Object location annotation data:
------------------------

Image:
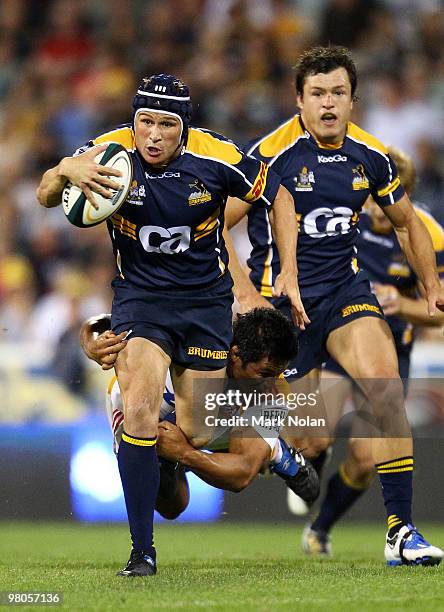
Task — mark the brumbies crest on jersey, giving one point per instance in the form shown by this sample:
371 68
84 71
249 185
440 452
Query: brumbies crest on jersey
168 233
329 186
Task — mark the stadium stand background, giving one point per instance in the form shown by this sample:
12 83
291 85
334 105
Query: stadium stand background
68 69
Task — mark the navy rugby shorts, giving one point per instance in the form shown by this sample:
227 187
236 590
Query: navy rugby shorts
403 353
350 301
194 327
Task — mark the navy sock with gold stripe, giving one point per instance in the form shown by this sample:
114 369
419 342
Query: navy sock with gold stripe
341 495
396 478
139 473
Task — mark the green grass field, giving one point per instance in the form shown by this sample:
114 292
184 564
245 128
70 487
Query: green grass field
220 567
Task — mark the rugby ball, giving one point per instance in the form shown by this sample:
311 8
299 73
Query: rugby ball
79 211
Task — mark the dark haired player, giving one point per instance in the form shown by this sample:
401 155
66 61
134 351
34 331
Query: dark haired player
172 288
263 343
331 166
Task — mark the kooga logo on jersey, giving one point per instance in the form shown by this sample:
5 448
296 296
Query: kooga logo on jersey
323 159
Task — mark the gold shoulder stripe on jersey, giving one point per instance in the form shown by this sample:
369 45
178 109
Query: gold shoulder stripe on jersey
279 140
259 184
390 188
124 136
207 145
435 229
356 133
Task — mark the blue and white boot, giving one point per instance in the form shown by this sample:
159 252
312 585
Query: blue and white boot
409 547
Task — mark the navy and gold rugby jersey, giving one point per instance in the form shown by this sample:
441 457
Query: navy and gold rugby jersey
384 261
168 232
329 187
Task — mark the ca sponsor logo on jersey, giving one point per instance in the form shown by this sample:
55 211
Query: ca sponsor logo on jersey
360 180
169 241
200 195
325 159
136 194
163 175
324 221
305 180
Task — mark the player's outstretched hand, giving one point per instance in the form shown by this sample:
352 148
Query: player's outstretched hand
105 348
171 441
287 285
84 172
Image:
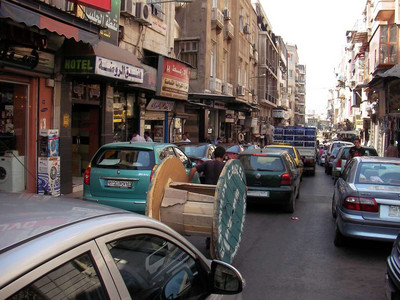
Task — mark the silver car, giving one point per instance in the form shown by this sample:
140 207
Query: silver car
69 249
366 200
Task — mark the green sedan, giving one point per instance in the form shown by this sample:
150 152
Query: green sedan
272 177
119 174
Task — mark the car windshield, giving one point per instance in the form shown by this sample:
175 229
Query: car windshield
191 150
290 150
262 163
124 158
379 173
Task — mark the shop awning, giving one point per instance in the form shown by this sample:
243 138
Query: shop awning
47 20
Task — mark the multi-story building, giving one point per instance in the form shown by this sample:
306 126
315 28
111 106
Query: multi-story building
218 38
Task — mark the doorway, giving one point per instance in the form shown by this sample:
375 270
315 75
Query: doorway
85 133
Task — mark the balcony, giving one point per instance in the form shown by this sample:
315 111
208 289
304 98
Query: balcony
215 85
385 44
229 30
217 18
383 10
227 89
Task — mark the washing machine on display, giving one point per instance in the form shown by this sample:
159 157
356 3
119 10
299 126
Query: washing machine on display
49 176
12 173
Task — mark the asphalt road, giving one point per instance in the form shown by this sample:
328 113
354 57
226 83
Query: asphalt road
282 258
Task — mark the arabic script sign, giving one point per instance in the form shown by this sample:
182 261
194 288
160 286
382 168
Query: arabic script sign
118 70
174 81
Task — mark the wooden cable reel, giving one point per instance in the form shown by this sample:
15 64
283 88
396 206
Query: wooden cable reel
215 211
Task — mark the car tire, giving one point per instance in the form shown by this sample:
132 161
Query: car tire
291 205
334 214
340 240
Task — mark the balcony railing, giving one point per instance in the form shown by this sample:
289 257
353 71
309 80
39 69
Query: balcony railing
383 10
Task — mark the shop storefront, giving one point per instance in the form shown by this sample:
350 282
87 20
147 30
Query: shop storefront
101 107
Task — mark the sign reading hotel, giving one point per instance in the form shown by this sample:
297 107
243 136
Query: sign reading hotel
173 79
103 66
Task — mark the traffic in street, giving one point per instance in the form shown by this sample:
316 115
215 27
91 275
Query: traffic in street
292 256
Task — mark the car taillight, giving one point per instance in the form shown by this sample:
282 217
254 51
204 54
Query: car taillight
361 204
152 172
86 175
339 163
286 179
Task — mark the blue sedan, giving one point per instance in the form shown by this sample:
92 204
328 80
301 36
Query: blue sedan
366 200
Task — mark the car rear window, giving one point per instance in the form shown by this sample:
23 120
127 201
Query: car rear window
126 158
290 150
262 163
197 151
379 173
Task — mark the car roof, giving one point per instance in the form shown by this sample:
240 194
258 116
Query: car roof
143 145
378 159
274 152
25 216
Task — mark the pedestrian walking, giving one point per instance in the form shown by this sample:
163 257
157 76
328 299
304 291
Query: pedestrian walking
211 168
147 137
137 138
392 150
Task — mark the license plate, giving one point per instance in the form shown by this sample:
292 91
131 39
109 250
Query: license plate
258 193
123 184
394 211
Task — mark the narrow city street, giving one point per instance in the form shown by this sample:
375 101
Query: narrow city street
285 258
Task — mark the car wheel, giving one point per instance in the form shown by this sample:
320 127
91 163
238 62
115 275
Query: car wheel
339 240
291 205
334 215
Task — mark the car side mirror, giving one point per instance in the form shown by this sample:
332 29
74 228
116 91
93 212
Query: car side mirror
225 279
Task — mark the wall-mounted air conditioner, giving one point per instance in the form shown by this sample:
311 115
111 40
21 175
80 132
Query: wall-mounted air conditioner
240 90
143 13
128 8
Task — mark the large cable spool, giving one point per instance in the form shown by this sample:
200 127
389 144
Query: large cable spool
215 211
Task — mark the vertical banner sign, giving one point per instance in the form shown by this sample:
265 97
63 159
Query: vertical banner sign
173 81
109 19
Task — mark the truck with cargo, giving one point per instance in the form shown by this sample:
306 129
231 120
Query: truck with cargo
304 139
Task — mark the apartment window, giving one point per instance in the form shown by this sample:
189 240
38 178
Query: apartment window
188 51
388 45
225 67
156 8
213 58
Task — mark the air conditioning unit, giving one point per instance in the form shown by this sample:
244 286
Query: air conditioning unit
246 29
240 90
143 13
128 8
227 14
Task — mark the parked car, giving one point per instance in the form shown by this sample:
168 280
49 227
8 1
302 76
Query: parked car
366 200
60 248
393 271
119 174
340 160
197 152
293 152
332 152
272 177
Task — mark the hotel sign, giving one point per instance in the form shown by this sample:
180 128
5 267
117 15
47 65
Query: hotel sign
103 66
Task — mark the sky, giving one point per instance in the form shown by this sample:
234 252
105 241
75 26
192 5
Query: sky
318 28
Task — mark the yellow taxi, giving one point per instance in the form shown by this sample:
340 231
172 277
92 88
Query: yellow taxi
293 152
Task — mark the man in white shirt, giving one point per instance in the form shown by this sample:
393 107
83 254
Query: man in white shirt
137 138
147 137
185 138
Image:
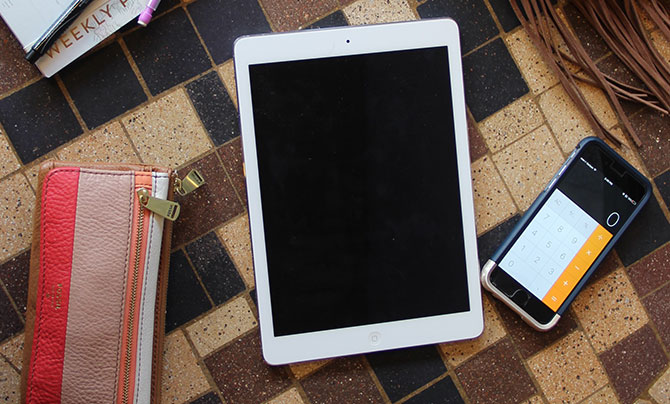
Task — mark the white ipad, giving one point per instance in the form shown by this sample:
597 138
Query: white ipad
360 195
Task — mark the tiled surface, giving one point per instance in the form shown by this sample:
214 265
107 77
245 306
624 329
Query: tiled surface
166 94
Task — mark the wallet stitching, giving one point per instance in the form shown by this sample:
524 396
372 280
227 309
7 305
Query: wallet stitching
43 264
144 296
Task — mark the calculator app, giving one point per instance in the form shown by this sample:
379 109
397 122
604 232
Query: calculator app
556 249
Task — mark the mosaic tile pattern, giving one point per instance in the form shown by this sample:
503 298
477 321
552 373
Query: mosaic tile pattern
167 95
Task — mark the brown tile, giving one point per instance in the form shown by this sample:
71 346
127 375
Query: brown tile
593 44
568 371
493 203
227 72
344 380
564 118
291 396
183 378
527 165
14 274
537 73
235 236
644 359
303 369
660 390
526 339
167 132
658 307
105 145
609 310
233 160
651 127
242 375
496 375
9 383
12 350
604 396
510 123
221 326
8 160
207 207
378 11
477 145
289 15
14 67
651 271
458 352
16 214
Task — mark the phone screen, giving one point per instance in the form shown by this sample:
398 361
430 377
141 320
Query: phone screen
589 205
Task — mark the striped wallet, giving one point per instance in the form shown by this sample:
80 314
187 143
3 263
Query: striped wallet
98 282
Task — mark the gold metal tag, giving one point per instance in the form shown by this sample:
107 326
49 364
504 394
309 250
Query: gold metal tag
161 207
190 183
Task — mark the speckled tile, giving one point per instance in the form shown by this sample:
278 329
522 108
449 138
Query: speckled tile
289 15
227 72
609 310
493 203
243 377
291 396
644 360
12 350
16 214
167 132
10 382
476 141
510 123
221 326
378 11
604 396
526 339
496 375
8 160
458 352
235 236
658 306
106 145
14 274
651 271
344 380
568 371
15 69
303 369
527 165
660 390
564 118
537 73
183 378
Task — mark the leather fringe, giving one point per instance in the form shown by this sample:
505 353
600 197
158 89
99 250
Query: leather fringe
621 25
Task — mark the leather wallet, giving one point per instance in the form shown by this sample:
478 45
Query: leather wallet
98 282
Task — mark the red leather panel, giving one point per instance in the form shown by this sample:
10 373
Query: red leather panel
59 208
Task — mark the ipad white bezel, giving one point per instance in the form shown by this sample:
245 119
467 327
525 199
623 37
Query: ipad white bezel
321 43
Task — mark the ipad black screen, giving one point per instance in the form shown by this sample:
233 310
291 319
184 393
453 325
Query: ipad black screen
359 189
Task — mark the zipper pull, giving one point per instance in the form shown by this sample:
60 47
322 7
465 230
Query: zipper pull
161 207
190 183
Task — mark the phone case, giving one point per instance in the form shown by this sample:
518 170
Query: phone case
491 264
98 283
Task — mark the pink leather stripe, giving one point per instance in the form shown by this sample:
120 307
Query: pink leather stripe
58 209
100 262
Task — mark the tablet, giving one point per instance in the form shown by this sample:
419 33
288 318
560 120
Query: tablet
359 187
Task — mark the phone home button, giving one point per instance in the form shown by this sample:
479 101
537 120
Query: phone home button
374 338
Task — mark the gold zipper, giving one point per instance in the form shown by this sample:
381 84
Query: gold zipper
133 298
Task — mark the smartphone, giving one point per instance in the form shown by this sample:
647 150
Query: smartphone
565 234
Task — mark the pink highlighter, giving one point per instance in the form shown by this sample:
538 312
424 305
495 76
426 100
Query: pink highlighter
146 14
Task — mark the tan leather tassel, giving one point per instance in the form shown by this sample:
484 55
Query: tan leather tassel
621 26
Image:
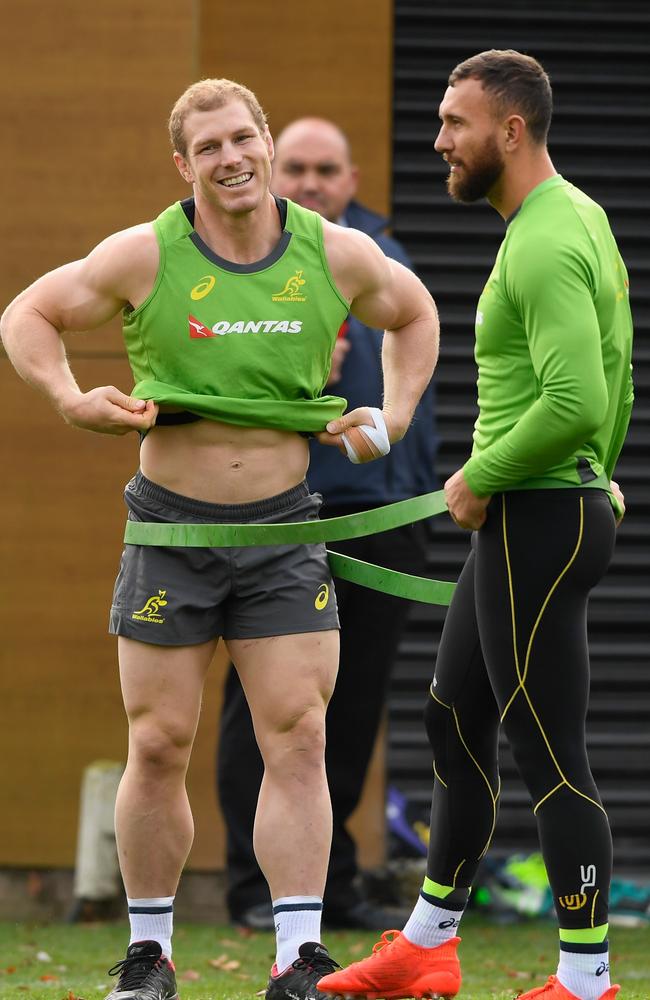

------------------------

(What needs to be done) Report every line of the entries above that contains the string "pattern", treating uppercase and lowercase as different.

(Result for this task)
Task — mark the mosaic tile pattern, giving one point per instance in the form shown by this sample:
Query: mosaic tile pattern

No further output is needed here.